[PROBLEM REQUIREMENTS] Reproduce every entry exactly.

[INPUT FOR THIS TASK]
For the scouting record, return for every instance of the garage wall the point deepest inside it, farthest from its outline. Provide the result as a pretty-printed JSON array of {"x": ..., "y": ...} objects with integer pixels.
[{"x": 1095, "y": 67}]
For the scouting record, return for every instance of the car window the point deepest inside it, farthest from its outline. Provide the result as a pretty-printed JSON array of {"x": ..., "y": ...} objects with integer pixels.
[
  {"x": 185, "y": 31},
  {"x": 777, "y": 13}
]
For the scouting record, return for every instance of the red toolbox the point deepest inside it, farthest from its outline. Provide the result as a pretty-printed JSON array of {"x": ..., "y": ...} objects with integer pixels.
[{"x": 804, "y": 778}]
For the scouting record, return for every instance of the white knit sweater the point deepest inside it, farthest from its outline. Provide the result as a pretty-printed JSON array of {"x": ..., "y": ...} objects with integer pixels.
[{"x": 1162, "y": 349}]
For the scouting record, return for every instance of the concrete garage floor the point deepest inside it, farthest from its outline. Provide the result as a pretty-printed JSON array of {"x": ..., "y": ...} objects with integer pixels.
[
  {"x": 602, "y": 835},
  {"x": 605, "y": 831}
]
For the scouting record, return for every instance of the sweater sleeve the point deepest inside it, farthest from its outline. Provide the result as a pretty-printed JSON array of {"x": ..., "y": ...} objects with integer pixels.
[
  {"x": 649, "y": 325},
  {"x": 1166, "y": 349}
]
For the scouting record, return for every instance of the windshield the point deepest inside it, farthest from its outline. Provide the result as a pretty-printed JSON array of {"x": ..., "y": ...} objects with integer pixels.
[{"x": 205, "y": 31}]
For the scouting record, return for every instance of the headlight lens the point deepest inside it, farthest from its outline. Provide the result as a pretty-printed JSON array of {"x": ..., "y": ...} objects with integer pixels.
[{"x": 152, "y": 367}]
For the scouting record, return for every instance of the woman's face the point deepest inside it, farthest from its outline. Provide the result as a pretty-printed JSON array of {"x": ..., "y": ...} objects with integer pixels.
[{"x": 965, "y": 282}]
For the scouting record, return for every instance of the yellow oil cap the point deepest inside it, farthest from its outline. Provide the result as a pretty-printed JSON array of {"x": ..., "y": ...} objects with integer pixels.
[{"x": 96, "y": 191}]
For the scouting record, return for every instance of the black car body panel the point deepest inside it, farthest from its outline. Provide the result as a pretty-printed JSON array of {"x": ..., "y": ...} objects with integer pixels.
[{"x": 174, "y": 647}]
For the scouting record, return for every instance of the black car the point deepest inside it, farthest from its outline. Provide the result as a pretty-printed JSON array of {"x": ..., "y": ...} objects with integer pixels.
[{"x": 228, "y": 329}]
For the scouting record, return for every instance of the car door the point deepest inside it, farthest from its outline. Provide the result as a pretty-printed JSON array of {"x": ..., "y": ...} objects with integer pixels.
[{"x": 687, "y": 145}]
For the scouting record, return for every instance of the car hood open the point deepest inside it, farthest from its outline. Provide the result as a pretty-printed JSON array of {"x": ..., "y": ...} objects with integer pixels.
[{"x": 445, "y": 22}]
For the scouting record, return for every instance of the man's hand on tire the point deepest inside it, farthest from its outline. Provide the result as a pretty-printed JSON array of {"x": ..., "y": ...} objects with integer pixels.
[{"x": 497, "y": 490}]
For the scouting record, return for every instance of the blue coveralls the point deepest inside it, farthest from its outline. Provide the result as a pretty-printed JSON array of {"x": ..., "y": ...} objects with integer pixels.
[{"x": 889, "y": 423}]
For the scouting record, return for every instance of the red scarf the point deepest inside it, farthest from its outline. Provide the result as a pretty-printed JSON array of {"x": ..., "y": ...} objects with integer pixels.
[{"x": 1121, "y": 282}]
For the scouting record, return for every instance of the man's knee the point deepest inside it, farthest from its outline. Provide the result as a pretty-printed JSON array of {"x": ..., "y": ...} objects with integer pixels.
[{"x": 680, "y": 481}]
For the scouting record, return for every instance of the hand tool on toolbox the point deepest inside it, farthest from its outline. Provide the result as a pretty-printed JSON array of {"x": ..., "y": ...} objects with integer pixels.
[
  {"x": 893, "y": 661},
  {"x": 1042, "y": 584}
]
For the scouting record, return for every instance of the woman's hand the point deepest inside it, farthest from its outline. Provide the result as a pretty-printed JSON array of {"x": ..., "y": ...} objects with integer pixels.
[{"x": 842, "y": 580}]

[CORRECT RESULT]
For the scouting record, return for every instance of the garage wall the point deepest inside it, farthest from its outline. Provide the result as a pretty-printed JSON array of {"x": ..., "y": ...} objects with integer pixels.
[{"x": 1095, "y": 67}]
For the scouting record, return for every instance of the car window the point deepest inside it, farthest from its outline. Provide the result as a pretty-printed JSON array of {"x": ..., "y": ...} objects with integer pixels.
[
  {"x": 185, "y": 31},
  {"x": 777, "y": 13}
]
For the scouting record, return for every instance of the red toolbox the point deepest inside it, farthest from its outline. Provide the result as a pretty-printed JSON array of {"x": ..., "y": ...} objects with integer pixels.
[{"x": 804, "y": 778}]
For the scouting record, return for every instance of the white knit sweater the point deepest inside it, farthest from its outline. Provide the result as a pretty-printed JSON array of {"x": ..., "y": ...} objects with integer pixels.
[{"x": 1162, "y": 349}]
For the scouting record, return for every instance of the concrete garage floor the point deepest inside it, farthest from its outline. Provide the result as a pretty-printed JSON array of {"x": ..., "y": ...} objects with integer pixels.
[
  {"x": 602, "y": 835},
  {"x": 605, "y": 831}
]
For the scouting record, return for every instance of the sweater sleeve the point deepest inside it, farthest from its outline. Provide the result as a pretty-printed JSON array of {"x": ..., "y": ...} objects with integer pixels.
[
  {"x": 649, "y": 325},
  {"x": 1166, "y": 349}
]
For the scouting record, return for every instance of the windshield the point deepest inside it, farthest from its outline. Provide the result as a pretty-printed JSON array of {"x": ..., "y": ...} objects with integer pixels.
[{"x": 205, "y": 31}]
For the scouting record, return for every instance of the headlight lens the point deepest inside it, farthest from its outline. Provide the result as a pretty-printed JSON array of {"x": ..., "y": ...} objects with integer pixels.
[{"x": 152, "y": 367}]
For the scouting record, return for every instance of the woman's face the point deepest inside it, farthest from its outline. Provide the result as a pretty-printed JSON array of {"x": ..., "y": ...} objects with integer pixels.
[{"x": 965, "y": 282}]
For the scouting record, return for every instance of the yellow oil cap the point deepest inside it, farthest from its outline. Provide the result as a pretty-printed JSON array of {"x": ..., "y": ...} objects with integer pixels.
[{"x": 96, "y": 191}]
For the scouting record, return for every instance of the black car body panel the point deepest inside it, farthest from its outline. Provide the result as a pretty-printed JSON array of {"x": ..., "y": ...} objects with integer pixels.
[{"x": 174, "y": 647}]
For the scouting record, return for every instance of the black car the point deepest inside it, farthest from its outline. Provide the result as a pretty-printed JSON array of {"x": ..., "y": ...} objects with integer pixels.
[{"x": 228, "y": 329}]
For the scouting record, return for every instance of the car door the point deepest inside it, farthest from its outline. Provide the result as a pretty-printed JSON array of {"x": ..., "y": ...} objects with integer pixels.
[{"x": 687, "y": 145}]
For the scouting record, return for every instance of the car hood open the point deepest inside it, farthest from its outline. Provide the result as a pretty-printed JSON array of {"x": ..., "y": ...} objects with integer pixels.
[{"x": 445, "y": 22}]
For the scouting record, return for every instance of the man's hand on tire the point deepest inside it, farthest from its outline. Provide the result as a pretty-printed JSON array of {"x": ..., "y": ...} objects with integer pixels.
[{"x": 497, "y": 490}]
For the scouting record, return for every instance of the blue coveralls the point deepest inside it, farthest from its outline. Provide the result as a pretty-printed JSON array of {"x": ..., "y": ...} objects with integer pixels.
[{"x": 889, "y": 423}]
For the scouting record, return for every instance of the red scarf the point deepest inside it, farthest from its outline. Provide the result as a pretty-printed JSON array of {"x": ..., "y": ...} objects with integer pixels.
[{"x": 1121, "y": 282}]
For the scouting record, return for every instance of the man's knee the point deepest inside it, farthest from its outline. Provide the result as a pretty-printed JSON array of {"x": ..., "y": ...} objects with integer pixels.
[{"x": 680, "y": 481}]
For the scouting record, return for every instance of the hand tool on toolbox the point deepest inside it, farthest from its outline. Provide the result as a pretty-printed JSON array of {"x": ..., "y": ...} objects with integer pixels.
[
  {"x": 893, "y": 661},
  {"x": 1042, "y": 584}
]
For the scouting record, return for every instance of the woman's hand the point deepest inside it, farthest from its outline. Provide the result as a pretty-printed JSON array of {"x": ..., "y": ...} objects with integer pixels.
[{"x": 842, "y": 580}]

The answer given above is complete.